Your instructions:
Copy the records below word for word, omitting the pictures.

Provided entries:
## BEGIN

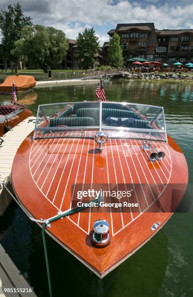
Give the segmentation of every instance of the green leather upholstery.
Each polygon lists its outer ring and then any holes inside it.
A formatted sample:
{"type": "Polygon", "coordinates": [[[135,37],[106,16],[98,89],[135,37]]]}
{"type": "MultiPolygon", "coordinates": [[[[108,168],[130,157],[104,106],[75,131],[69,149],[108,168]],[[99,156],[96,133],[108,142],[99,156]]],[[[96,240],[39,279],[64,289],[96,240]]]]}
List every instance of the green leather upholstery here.
{"type": "Polygon", "coordinates": [[[69,114],[72,113],[73,111],[74,106],[74,104],[70,104],[70,105],[69,105],[69,106],[66,106],[66,109],[60,114],[57,117],[64,117],[69,114]]]}
{"type": "Polygon", "coordinates": [[[50,126],[56,127],[62,125],[67,126],[94,126],[95,120],[94,118],[88,116],[81,117],[55,117],[50,120],[50,126]]]}
{"type": "MultiPolygon", "coordinates": [[[[90,116],[95,120],[98,120],[99,117],[99,108],[80,108],[77,110],[77,116],[90,116]]],[[[108,116],[115,117],[132,117],[139,118],[139,116],[131,110],[116,109],[114,108],[103,108],[102,110],[102,119],[105,119],[108,116]]]]}

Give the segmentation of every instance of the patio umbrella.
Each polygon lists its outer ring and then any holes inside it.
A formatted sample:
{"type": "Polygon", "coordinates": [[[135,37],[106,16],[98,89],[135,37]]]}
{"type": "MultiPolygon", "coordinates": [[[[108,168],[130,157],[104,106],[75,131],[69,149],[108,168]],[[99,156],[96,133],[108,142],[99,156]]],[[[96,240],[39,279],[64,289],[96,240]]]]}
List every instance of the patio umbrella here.
{"type": "Polygon", "coordinates": [[[160,65],[161,65],[161,63],[160,62],[151,62],[152,63],[153,65],[155,65],[155,66],[159,66],[160,65]]]}
{"type": "Polygon", "coordinates": [[[192,66],[192,65],[193,65],[193,63],[187,63],[187,64],[185,64],[186,66],[192,66]]]}
{"type": "Polygon", "coordinates": [[[142,63],[141,63],[141,62],[133,62],[132,64],[135,64],[135,65],[143,65],[142,63]]]}
{"type": "Polygon", "coordinates": [[[183,65],[183,64],[180,62],[177,62],[176,63],[174,63],[173,65],[175,65],[175,66],[180,66],[180,65],[183,65]]]}
{"type": "Polygon", "coordinates": [[[145,62],[147,61],[147,60],[145,60],[145,59],[142,59],[142,58],[138,58],[137,57],[135,57],[135,58],[132,58],[132,59],[129,59],[129,60],[127,60],[129,62],[135,62],[135,61],[139,61],[140,62],[145,62]]]}

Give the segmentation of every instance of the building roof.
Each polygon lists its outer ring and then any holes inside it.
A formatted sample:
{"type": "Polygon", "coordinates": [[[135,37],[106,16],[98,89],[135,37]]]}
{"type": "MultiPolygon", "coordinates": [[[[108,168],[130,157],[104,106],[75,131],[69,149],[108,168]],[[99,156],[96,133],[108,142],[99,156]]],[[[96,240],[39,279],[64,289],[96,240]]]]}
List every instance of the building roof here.
{"type": "Polygon", "coordinates": [[[117,29],[117,31],[126,31],[130,29],[138,29],[140,30],[145,30],[145,31],[150,31],[151,29],[148,26],[125,26],[120,27],[117,29]]]}
{"type": "MultiPolygon", "coordinates": [[[[120,32],[120,31],[123,31],[124,30],[127,31],[128,30],[131,30],[132,29],[136,29],[138,30],[148,31],[149,33],[148,34],[147,46],[158,46],[158,40],[155,30],[154,23],[117,24],[116,27],[115,32],[120,32]],[[126,28],[127,29],[125,29],[126,28]]],[[[111,31],[112,31],[112,30],[111,30],[111,31]]]]}
{"type": "Polygon", "coordinates": [[[103,45],[102,46],[102,47],[104,48],[105,47],[109,47],[109,41],[105,41],[103,44],[103,45]]]}
{"type": "Polygon", "coordinates": [[[75,39],[70,39],[68,38],[68,40],[70,43],[73,43],[73,44],[75,44],[76,40],[75,39]]]}
{"type": "Polygon", "coordinates": [[[193,34],[193,29],[178,29],[170,30],[163,29],[163,30],[156,30],[156,33],[158,35],[179,35],[184,33],[191,33],[193,34]]]}
{"type": "Polygon", "coordinates": [[[115,32],[115,29],[111,29],[109,32],[108,32],[107,34],[112,34],[113,33],[114,33],[115,32]]]}

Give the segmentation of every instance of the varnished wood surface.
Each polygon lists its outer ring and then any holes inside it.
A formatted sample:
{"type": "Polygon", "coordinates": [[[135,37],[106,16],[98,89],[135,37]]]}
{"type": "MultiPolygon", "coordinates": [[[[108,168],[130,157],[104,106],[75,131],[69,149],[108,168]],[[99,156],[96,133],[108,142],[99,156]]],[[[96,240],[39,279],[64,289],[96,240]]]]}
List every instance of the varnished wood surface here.
{"type": "Polygon", "coordinates": [[[13,163],[15,193],[32,215],[40,219],[70,207],[74,183],[145,183],[147,187],[159,184],[153,193],[145,187],[133,196],[140,205],[138,213],[80,213],[48,228],[61,244],[98,275],[104,275],[153,236],[156,231],[151,230],[152,225],[160,221],[161,228],[183,197],[188,173],[182,152],[169,136],[167,144],[153,144],[165,153],[162,161],[147,162],[142,141],[109,140],[98,153],[93,139],[61,137],[33,141],[31,134],[13,163]],[[176,184],[176,191],[168,186],[170,183],[176,184]],[[145,212],[156,207],[160,212],[145,212]],[[93,246],[90,234],[94,222],[101,218],[110,223],[111,241],[105,248],[97,248],[93,246]]]}

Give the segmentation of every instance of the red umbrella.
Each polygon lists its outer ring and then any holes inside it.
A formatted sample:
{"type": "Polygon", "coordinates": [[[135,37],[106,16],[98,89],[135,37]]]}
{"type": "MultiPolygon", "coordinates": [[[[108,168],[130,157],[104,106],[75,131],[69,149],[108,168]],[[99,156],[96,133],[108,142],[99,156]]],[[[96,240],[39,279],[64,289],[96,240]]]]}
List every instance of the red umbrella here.
{"type": "Polygon", "coordinates": [[[141,63],[140,62],[133,62],[132,63],[133,64],[135,64],[135,65],[143,65],[142,63],[141,63]]]}
{"type": "Polygon", "coordinates": [[[161,63],[160,63],[160,62],[153,62],[151,63],[152,63],[153,65],[155,65],[155,66],[160,66],[160,65],[161,65],[161,63]]]}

## END

Finished exercise:
Give the segmentation of every instance of the green leather upholstery.
Each polygon lists its outer ring and then any holes inside it.
A formatted sample:
{"type": "Polygon", "coordinates": [[[135,37],[106,16],[98,89],[135,37]]]}
{"type": "MultiPolygon", "coordinates": [[[[108,168],[130,157],[104,106],[75,131],[69,149],[108,168]],[[99,156],[96,133],[108,142],[99,156]]],[[[96,240],[39,279],[64,289],[96,240]]]]}
List every instance of the green leather upholstery here.
{"type": "Polygon", "coordinates": [[[69,114],[72,113],[73,111],[74,106],[74,104],[70,104],[70,105],[69,105],[69,106],[66,106],[66,109],[60,114],[57,117],[64,117],[69,114]]]}
{"type": "Polygon", "coordinates": [[[50,126],[56,127],[62,125],[67,126],[94,126],[95,120],[94,118],[88,116],[81,117],[55,117],[50,120],[50,126]]]}
{"type": "MultiPolygon", "coordinates": [[[[90,116],[95,120],[98,120],[99,117],[99,108],[80,108],[77,110],[77,116],[90,116]]],[[[108,116],[115,117],[132,117],[139,118],[139,116],[131,110],[116,109],[114,108],[103,108],[102,110],[102,119],[105,119],[108,116]]]]}

Give the segmentation of every instance of the patio umbrella.
Each polygon lists its outer ring and then any holes inside it.
A formatted sample:
{"type": "Polygon", "coordinates": [[[135,37],[106,16],[98,89],[135,37]]]}
{"type": "MultiPolygon", "coordinates": [[[[108,168],[130,157],[104,106],[75,131],[69,149],[108,168]],[[99,156],[96,133],[108,142],[99,156]]],[[[96,240],[39,279],[64,289],[96,240]]]]}
List every instance of the patio umbrella here.
{"type": "Polygon", "coordinates": [[[160,65],[161,65],[161,63],[160,62],[151,62],[152,63],[153,65],[155,65],[155,66],[159,66],[160,65]]]}
{"type": "Polygon", "coordinates": [[[192,66],[192,65],[193,65],[193,63],[187,63],[187,64],[185,64],[186,66],[192,66]]]}
{"type": "Polygon", "coordinates": [[[142,63],[141,63],[141,62],[133,62],[132,64],[135,64],[135,65],[143,65],[142,63]]]}
{"type": "Polygon", "coordinates": [[[183,65],[183,64],[180,62],[177,62],[176,63],[174,63],[173,65],[175,65],[175,66],[180,66],[180,65],[183,65]]]}
{"type": "Polygon", "coordinates": [[[145,62],[147,61],[147,60],[145,60],[145,59],[142,59],[142,58],[138,58],[137,57],[135,57],[135,58],[132,58],[132,59],[129,59],[129,60],[127,60],[129,62],[135,62],[135,61],[139,61],[140,62],[145,62]]]}

Give the segmentation of every instance of the building roof.
Each polygon lists its outer ring and then any holes inside it.
A formatted sample:
{"type": "Polygon", "coordinates": [[[135,37],[106,16],[98,89],[135,37]]]}
{"type": "MultiPolygon", "coordinates": [[[[108,168],[130,157],[104,106],[75,131],[69,149],[108,168]],[[99,156],[96,133],[108,142],[99,156]]],[[[96,240],[39,279],[64,289],[96,240]]]]}
List every instance of the building roof here.
{"type": "Polygon", "coordinates": [[[117,29],[117,31],[126,31],[130,29],[138,29],[140,30],[145,30],[145,31],[150,31],[151,29],[148,26],[125,26],[120,27],[117,29]]]}
{"type": "MultiPolygon", "coordinates": [[[[120,32],[120,31],[123,31],[124,30],[127,31],[128,30],[131,30],[132,29],[136,29],[138,30],[148,31],[149,33],[148,34],[147,46],[158,46],[158,40],[155,30],[154,23],[117,24],[116,27],[115,32],[120,32]],[[126,28],[127,29],[125,29],[126,28]]],[[[111,31],[112,31],[112,30],[111,30],[111,31]]]]}
{"type": "Polygon", "coordinates": [[[103,45],[102,46],[102,47],[104,48],[105,47],[109,47],[109,41],[105,41],[103,44],[103,45]]]}
{"type": "Polygon", "coordinates": [[[75,39],[70,39],[68,38],[68,40],[70,43],[73,43],[73,44],[75,44],[76,40],[75,39]]]}
{"type": "Polygon", "coordinates": [[[193,34],[193,29],[178,29],[170,30],[163,29],[163,30],[156,30],[156,33],[158,35],[179,35],[184,33],[191,33],[193,34]]]}
{"type": "Polygon", "coordinates": [[[115,32],[115,29],[111,29],[109,32],[108,32],[107,34],[112,34],[113,33],[114,33],[115,32]]]}

Give the segmentation of every instance of the varnished wood surface.
Each polygon lists its outer ring and then any holes inside it.
A formatted sample:
{"type": "Polygon", "coordinates": [[[135,37],[106,16],[98,89],[135,37]]]}
{"type": "MultiPolygon", "coordinates": [[[[108,168],[130,157],[104,106],[75,131],[69,149],[108,168]],[[99,156],[96,133],[108,142],[99,156]]],[[[96,240],[39,279],[64,289],[96,240]]]]}
List every instance of the varnished wood surface here.
{"type": "Polygon", "coordinates": [[[13,163],[15,193],[32,215],[40,219],[70,207],[74,183],[145,183],[147,187],[159,184],[153,193],[145,187],[133,196],[140,205],[138,213],[80,213],[48,228],[61,244],[98,275],[104,275],[153,236],[156,231],[151,230],[152,225],[160,221],[161,228],[183,197],[188,173],[182,152],[169,136],[167,144],[153,144],[165,153],[162,161],[147,162],[142,141],[109,140],[98,153],[93,139],[61,137],[33,141],[31,134],[13,163]],[[176,184],[176,191],[168,186],[170,183],[176,184]],[[145,212],[156,207],[160,212],[145,212]],[[93,246],[90,234],[94,222],[101,218],[110,223],[111,241],[105,248],[97,248],[93,246]]]}

Give the segmentation of every instance of the red umbrella.
Each polygon lists its outer ring and then any holes inside it.
A formatted sample:
{"type": "Polygon", "coordinates": [[[135,37],[106,16],[98,89],[135,37]]]}
{"type": "MultiPolygon", "coordinates": [[[[108,168],[130,157],[104,106],[75,131],[69,149],[108,168]],[[99,156],[96,133],[108,142],[99,156]]],[[[96,240],[39,279],[64,289],[96,240]]]]}
List every instance of the red umbrella here.
{"type": "Polygon", "coordinates": [[[141,63],[140,62],[133,62],[132,63],[133,64],[135,64],[135,65],[143,65],[142,63],[141,63]]]}
{"type": "Polygon", "coordinates": [[[161,63],[160,63],[160,62],[153,62],[151,63],[152,63],[153,65],[155,65],[155,66],[160,66],[160,65],[161,65],[161,63]]]}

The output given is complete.